> **DOCUMENT SEGMENT**
....................

ANN Index Management
Overview
Approximate Nearest Neighbor (ANN) indexes in Apache Doris enable efficient vector similarity search for high-dimensional data. Since from Doris 4.x, the universal index operation syntax has also been extended to cover ANN indexes. This article will introduce the specific SQL syntax for ANN index-related operations and provide detailed parameter explanations.
ANN indexes are built on vector columns (typically ARRAY<FLOAT> NOT NULL type) and support distance metrics include L2 distance and inner product.
Creating ANN Indexes
ANN indexes can be created using the CREATE INDEX statement with USING ANN. There are two main approaches:
- Define the index during table creation: The index is built synchronously as data is loaded.
Syntax
CREATE TABLE [IF NOT EXISTS] <table_name> (
<columns_definition>
INDEX <index_name> (<vector_column) USING ANN PROPERTIES (
"<key>" = "<value>" [, ...]
)
)
[ <key_type> KEY (<key_cols>)
[ CLUSTER BY (<cluster_cols>) ]
]
[ COMMENT '<table_comment>' ]
[ <partitions_definition> ]
[ DISTRIBUTED BY { HASH (<distribute_cols>) | RANDOM }
[ BUCKETS { <bucket_count> | AUTO } ]
]
[ <roll_up_definition> ]
[ PROPERTIES (
-- Table property
<table_property>
-- Additional table properties
[ , ... ])

....................

[Coordinate labeling data]
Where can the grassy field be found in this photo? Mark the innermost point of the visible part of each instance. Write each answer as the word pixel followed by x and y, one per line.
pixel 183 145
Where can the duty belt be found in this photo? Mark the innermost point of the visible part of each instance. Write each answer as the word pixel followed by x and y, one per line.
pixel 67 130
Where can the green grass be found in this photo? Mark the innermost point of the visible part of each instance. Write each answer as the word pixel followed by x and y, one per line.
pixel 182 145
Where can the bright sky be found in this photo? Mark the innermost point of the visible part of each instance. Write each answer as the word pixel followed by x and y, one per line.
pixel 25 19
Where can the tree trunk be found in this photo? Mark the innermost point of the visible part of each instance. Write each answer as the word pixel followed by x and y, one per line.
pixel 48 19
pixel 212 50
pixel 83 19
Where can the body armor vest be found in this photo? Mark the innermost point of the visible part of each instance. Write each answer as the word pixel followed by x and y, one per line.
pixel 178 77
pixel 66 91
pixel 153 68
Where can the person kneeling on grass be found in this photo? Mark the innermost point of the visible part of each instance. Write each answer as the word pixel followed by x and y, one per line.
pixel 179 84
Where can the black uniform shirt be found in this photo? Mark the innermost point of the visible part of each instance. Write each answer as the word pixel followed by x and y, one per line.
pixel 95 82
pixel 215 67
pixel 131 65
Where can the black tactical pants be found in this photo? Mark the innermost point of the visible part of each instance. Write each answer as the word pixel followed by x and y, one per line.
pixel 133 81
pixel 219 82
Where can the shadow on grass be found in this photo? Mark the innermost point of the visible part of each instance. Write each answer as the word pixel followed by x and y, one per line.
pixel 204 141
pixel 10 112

....................

> **YOUR TASKS**
• a. In the ANN index page, condense the paragraph that begins "Approximate Nearest Neighbor (ANN) indexes in Apache Doris" into a short bulleted list that keeps its main facts.
• b. Reproduce everything in the ANN index page from "ANN indexes are" down to "<key_type> KEY (<key_cols>)", changing no characters.
• c. Continue the ANN index page, starting right after its last line.
The records are not needed for any of this work.

> **TASK ANSWERS**
• a.
- ANN indexes in Apache Doris allow efficient vector similarity search over high-dimensional data.
- Starting with Doris 4.x, the universal index operation syntax also applies to ANN indexes.
- The article presents the SQL syntax for ANN index operations and explains their parameters in detail.

• b.
ANN indexes are built on vector columns (typically ARRAY<FLOAT> NOT NULL type) and support distance metrics include L2 distance and inner product.
Creating ANN Indexes
ANN indexes can be created using the CREATE INDEX statement with USING ANN. There are two main approaches:
- Define the index during table creation: The index is built synchronously as data is loaded.
Syntax
CREATE TABLE [IF NOT EXISTS] <table_name> (
<columns_definition>
INDEX <index_name> (<vector_column) USING ANN PROPERTIES (
"<key>" = "<value>" [, ...]
)
)
[ <key_type> KEY (<key_cols>)

• c.
]
- Create the index separately: Define the index first, then build it on existing data using
BUILD INDEX.
Syntax
CREATE INDEX [IF NOT EXISTS] <index_name>
ON <table_name> (<column_name>)
USING ANN
PROPERTIES ("<key>" = "<value>" [, ...])
[COMMENT '<index_comment>']
-- or
ALTER TABLE <table_name> ADD INDEX <index_name>(<column_name>)
USING ANN
[PROPERTIES("<key>" = "<value>" [, ...])]
[COMMENT '<index_comment>']
General Properties
index_type: The type of ANN index. Supported values:"ivf"or"hnsw".metric_type: The distance metric. Supported values:"l2_distance","inner_product".dim: The dimension of the vector column.quantizer: The quantizer type. Supported values:flat,sq4,sq8,pq. Default toflatwhen not specified.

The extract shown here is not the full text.